>>

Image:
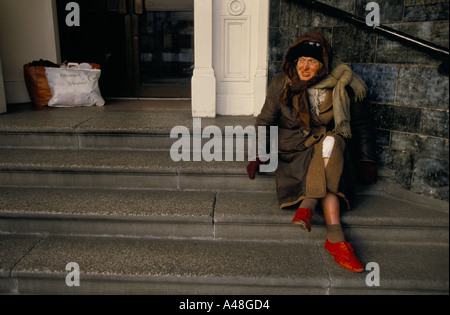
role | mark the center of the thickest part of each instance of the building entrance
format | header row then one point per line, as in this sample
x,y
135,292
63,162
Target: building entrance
x,y
145,47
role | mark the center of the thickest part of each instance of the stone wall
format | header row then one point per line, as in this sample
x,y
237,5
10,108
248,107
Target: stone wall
x,y
409,96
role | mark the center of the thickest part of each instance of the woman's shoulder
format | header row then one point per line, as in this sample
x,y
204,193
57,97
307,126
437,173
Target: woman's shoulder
x,y
278,82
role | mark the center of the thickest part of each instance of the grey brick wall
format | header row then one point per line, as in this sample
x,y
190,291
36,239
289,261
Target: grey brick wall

<<

- **Task to complete**
Reproduce every entry above exactly, and omit the pictures.

- **Your solution**
Image:
role | mark the center of the thickest part of each instance of the building entrance
format | header row then one point per line, as in this sample
x,y
135,292
63,162
Target: building entrance
x,y
145,47
role | mark the center of the thickest part of each instance of the stone wall
format | header row then one point per line, as in this sample
x,y
237,5
10,108
248,107
Target: stone wall
x,y
409,96
role | mark the center of the thickest part of each instance of the woman's shoulder
format | header row then one point per line, as in this sample
x,y
204,193
57,97
307,126
437,173
Target: woman's shoulder
x,y
278,82
role | mark the center of the thickest part of each instance of the grey brick wall
format | header row then one point per line, as in this sample
x,y
190,291
36,239
289,261
Target: grey brick wall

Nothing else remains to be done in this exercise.